# [ARTICLE]
"""

Commissioning of solar plants and photovoltaic systems

Photovoltaic systems are built to operate for at least 25 years. And an important tool to ensure this longevity is commissioning.

Plant commissioning is a standardized and impartial process, whose main objective is to ensure the safe and efficient operation of a given system.

This process must validate the design, execution and equipment used in accordance with standards, laws, good engineering practices and specific requirements of the owner.

Bringing this definition to the universe of photovoltaic solar energy, we can summarize commissioning as the process of verifying and validating the photovoltaic system, aiming to identify problems that could compromise safety and energy generation (kWh) at expected levels.

Several benefits are generated when commissioning is carried out well:

• Maximizes investors' profits, as it reduces exposure to photovoltaic system defects and downtime;
• Reinforces and supports the concern with quality control of the project and installation, engaging the entire team in favor of a well-executed service;
• Prevents fire risks, electric shocks and photovoltaic system malfunctions;
• Avoids rework;
• Encourages installers to be diligent in execution, facilitating project completion;
• Ensures that the project is documented accordingly, facilitating operation and maintenance (O&M);
• Formalizes the transfer of responsibility from the design and execution teams to the system owner or operator.

The commissioning of plants must be carried out by a specialized team, which does not have technical responsibility for the project or execution, with responsibility only for verification, acting as an arbiter of the process as a whole.

Some companies responsible for system engineering and construction incorporate the plant commissioning process into the photovoltaic system assembly and installation process, generally carried out by the execution team itself.

Although this is good practice, looking from the owner's point of view, it is difficult to guarantee the impartiality of these analyses. Often, in public sector works or even in private ventures, contracts include the participation of a third-party company, exclusively for commissioning.

Commissioning must start from the conception of the photovoltaic system, identifying problems proactively in the design and planning phases, preventing them from being carried out in the field, thus reducing the costs of possible repairs and rework. The later a problem is identified in a project, the higher the costs to fix it.

The main rules to be followed in the process are the following:

• ABNT NBR 16274 – Grid-connected photovoltaic systems — Minimum requirements for documentation, commissioning tests, inspection and performance evaluation;
• IEC 62446-1 – Photovoltaic (PV) Systems – Requirements For Testing, Documentation And Maintenance – Part 1: Grid Connected Systems – Documentation, Commissioning Tests And Inspection;
• ABNT NBR 5410 – Low Voltage Electrical Installations;
• NR-10 – Safety in Electrical Installations and Services;
• NBR 16690: Electrical installations of photovoltaic arrays – Project requirements (Draft Standard – in public consultation);
• ABNT NBR 16149 – Photovoltaic (PV) systems – Characteristics of the connection interface with the electrical distribution network;
• ABNT NBR 14039 – Medium voltage electrical installations from 1.0 kV to 36.2 kV;
• ABNT NBR 5419, Protection of structures against atmospheric discharges;
• ABNT NBR 15749 – Measurement of grounding resistance and potentials on the ground surface in grounding systems;
• NBR 5426 – Sampling plans and procedures for inspection by attributes;
• IEC 60364-6 – Low-voltage electrical installations – Part 6: Verification;
• IEC 60364-7-712 – Requirements for special installations or locations – Solar photovoltaic (PV) power supply systems;
• IEC 62548 – Photovoltaic (PV) arrays – Design requirements;
• IEC 61010 (all parts) – Safety requirements for electrical equipment for measurement, control, and laboratory use.

"""

# [DIRECTIVES]
A: From the article on solar plant commissioning, copy word for word the passage that starts at the words "Plant commissioning is" and ends after the words "at expected levels.".
B: According to the article on solar plant commissioning, for how long are photovoltaic systems built to operate?

# [SUPPLIED MATERIAL]
"""

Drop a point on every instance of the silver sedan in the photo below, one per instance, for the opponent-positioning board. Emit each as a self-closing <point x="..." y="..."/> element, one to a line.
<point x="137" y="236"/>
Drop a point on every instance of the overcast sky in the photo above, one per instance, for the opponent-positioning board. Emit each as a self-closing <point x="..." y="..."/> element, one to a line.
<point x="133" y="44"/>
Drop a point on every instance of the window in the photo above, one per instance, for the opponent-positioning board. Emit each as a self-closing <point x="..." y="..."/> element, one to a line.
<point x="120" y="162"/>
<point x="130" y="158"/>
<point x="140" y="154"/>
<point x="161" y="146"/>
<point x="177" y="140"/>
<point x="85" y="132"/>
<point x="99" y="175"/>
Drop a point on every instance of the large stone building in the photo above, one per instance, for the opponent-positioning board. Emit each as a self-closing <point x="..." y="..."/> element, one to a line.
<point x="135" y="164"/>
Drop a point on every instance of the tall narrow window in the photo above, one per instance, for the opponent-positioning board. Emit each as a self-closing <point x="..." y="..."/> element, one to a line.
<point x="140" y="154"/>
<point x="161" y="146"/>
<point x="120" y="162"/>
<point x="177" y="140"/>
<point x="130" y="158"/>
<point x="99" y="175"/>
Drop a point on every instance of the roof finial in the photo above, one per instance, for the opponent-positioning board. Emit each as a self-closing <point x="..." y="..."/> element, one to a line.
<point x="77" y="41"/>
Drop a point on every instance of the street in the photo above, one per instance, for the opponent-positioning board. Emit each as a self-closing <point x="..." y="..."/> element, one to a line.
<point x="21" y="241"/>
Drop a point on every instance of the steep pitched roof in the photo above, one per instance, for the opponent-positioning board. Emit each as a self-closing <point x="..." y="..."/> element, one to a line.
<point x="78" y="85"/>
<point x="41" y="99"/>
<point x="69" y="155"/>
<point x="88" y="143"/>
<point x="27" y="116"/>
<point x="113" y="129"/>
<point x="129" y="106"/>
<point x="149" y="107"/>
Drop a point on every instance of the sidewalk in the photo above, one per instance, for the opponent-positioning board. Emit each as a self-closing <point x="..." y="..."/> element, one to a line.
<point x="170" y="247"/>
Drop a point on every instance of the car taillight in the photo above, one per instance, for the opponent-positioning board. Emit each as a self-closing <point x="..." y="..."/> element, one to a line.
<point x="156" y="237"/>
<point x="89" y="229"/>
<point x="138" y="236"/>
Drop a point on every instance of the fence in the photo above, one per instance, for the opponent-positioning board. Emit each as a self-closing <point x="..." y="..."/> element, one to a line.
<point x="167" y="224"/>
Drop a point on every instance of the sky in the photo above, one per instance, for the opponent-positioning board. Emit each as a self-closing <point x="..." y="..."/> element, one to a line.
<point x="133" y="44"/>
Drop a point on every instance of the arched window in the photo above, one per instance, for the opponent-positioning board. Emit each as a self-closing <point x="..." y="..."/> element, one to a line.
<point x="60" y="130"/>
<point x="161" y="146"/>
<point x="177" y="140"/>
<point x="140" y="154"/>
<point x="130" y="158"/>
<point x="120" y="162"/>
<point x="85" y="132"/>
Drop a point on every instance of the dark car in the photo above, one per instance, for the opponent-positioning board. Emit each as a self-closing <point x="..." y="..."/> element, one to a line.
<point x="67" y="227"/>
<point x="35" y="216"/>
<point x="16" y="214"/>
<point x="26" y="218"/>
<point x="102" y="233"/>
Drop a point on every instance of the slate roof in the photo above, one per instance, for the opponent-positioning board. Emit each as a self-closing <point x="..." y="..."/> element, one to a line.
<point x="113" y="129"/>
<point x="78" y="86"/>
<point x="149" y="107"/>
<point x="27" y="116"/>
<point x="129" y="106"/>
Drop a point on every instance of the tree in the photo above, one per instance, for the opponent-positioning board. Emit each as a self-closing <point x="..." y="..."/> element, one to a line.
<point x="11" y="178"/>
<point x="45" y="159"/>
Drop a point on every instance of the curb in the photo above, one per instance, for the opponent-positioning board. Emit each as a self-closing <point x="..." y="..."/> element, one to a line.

"""

# [TASK ANSWERS]
A:
Plant commissioning is a standardized and impartial process, whose main objective is to ensure the safe and efficient operation of a given system.

This process must validate the design, execution and equipment used in accordance with standards, laws, good engineering practices and specific requirements of the owner.

Bringing this definition to the universe of photovoltaic solar energy, we can summarize commissioning as the process of verifying and validating the photovoltaic system, aiming to identify problems that could compromise safety and energy generation (kWh) at expected levels.

B: At least 25 years.